* _Problems to solve_:
a - Decide whether each statement below agrees with the forum discussion about four-dimensional space, answering yes or no and quoting the words of the discussion that settle it: (i) One participant says it took years before 4D space became easy to understand. (ii) The software being discussed treats time as the fourth dimension. (iii) The participant hoping for a pure-math explanation says physics is their area of expertise.
b - From the forum discussion about four-dimensional space, extract the passage starting at "Don't beat me" and ending at "need of rewriting.".

Currently the only rigorous notion of 4-dimensionality I feel I understand well is the Linear Algebra notion of a vector space with 4 linearly independent vectors. Everytime I try looking into tensors, I just get confused, so I'd be interested in seeing what you mean by "a metric tensor with a negative eigenvalue." I know what a metric and an eigenvalue is, at least.

After seeing enough of these, visualizing in enough different ways, and thinking about it for too long, 4D space becomes so easy to understand that it's kind of a no-brainer. Not going to lie though, it took me years.

The negative eigenvalue in time has everything to do with entropy in a positive direction, especially in particle interactions. Spacetime is dynamic, which means that it is tending eventually to a point of rest. This played a large role alongside the universe's expansion leading to the assumption of heat death, that time itself would eventually breakdown, no events, even though space would continue to expand forever.

Don't beat me up if I got any of that wrong, by the way. There's been loads of observations in the last few years alone, especially with JWST, that have been telling us that our existing cosmological models are definitely fundamentally flawed and in need of rewriting.

To be honest I wouldn't know if you are right or wrong lol physics is by no means my area of expertise. I was hoping for more of a pure-math explanation. For me 4D or 5D or nD vector spaces already make sense (just add another coordinate), even if I don't know what they look like.

As far as purely mathematical, I don't know of any applications. I was trying to say in the intro while angrily shaking my fist that time has nothing to do with it. There's always one that's like "Time is the fourth!" All of these softwares are pure Euclidian space, because responsible adults made them. Lol

@xpaper - It sounds like you already got the gist of it. Most of this software seems to treat the concept of "four dimensions" as simply an extra coordinate, let's call it w. Changing that w coordinate gives us another space, while changing x, y, or z changes our place within that particular space.

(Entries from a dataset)
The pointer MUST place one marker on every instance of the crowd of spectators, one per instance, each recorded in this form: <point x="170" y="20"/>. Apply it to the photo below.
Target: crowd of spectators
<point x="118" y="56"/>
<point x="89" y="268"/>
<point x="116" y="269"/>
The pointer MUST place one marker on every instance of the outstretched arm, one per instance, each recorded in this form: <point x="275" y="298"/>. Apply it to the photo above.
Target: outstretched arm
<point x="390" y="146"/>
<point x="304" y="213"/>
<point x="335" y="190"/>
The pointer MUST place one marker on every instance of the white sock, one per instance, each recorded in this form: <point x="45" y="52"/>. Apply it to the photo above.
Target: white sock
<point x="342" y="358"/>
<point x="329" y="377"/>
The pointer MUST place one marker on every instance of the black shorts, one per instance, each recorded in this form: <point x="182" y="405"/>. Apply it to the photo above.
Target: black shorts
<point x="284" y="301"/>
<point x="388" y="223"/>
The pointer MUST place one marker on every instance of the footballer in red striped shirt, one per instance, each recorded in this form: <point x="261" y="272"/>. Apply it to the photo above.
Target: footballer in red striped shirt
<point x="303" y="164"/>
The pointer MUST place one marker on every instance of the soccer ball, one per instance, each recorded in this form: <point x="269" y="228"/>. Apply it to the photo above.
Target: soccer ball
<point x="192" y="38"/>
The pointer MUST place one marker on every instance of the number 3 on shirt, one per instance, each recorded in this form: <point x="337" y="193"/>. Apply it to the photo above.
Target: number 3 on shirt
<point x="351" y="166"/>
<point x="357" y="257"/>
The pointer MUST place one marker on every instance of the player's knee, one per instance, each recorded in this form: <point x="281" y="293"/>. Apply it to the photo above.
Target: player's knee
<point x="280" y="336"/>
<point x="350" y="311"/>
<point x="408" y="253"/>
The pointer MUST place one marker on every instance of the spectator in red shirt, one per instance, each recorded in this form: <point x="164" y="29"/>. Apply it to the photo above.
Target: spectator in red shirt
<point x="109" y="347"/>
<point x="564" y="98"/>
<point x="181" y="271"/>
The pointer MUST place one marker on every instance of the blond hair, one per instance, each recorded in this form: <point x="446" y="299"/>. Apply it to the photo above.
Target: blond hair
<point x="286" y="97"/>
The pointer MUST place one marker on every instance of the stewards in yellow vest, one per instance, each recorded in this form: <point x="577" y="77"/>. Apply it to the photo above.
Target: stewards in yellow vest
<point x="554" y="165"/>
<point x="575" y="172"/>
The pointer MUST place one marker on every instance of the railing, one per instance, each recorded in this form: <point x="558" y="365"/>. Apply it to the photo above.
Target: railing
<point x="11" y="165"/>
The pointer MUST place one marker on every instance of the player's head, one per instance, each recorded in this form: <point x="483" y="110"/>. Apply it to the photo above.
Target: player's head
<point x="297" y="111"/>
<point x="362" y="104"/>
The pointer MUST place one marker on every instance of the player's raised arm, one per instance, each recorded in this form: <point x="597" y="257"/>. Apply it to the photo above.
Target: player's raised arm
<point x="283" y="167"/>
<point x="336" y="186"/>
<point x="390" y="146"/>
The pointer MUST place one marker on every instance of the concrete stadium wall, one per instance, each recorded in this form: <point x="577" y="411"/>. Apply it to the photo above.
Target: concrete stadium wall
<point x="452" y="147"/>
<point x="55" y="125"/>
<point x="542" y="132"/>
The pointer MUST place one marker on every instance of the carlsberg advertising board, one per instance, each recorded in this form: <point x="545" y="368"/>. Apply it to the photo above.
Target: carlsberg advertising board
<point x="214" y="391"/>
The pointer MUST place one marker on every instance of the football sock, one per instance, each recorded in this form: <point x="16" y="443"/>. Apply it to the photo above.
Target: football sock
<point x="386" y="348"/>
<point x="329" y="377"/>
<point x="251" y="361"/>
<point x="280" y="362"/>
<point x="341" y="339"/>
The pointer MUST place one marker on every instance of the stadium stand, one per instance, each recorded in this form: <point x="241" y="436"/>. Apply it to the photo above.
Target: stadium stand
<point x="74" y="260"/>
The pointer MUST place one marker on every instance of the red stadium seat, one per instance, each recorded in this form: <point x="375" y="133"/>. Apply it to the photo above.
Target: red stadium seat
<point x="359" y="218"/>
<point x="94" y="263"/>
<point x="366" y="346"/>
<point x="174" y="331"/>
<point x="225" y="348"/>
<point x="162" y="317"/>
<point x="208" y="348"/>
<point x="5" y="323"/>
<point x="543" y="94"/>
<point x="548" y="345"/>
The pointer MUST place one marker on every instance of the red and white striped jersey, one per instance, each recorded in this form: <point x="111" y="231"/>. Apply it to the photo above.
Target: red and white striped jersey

* _Results in order_:
a -
(i) Yes: "Not going to lie though, it took me years."
(ii) No: "All of these softwares are pure Euclidian space"
(iii) No: "physics is by no means my area of expertise"

b -
Don't beat me up if I got any of that wrong, by the way. There's been loads of observations in the last few years alone, especially with JWST, that have been telling us that our existing cosmological models are definitely fundamentally flawed and in need of rewriting.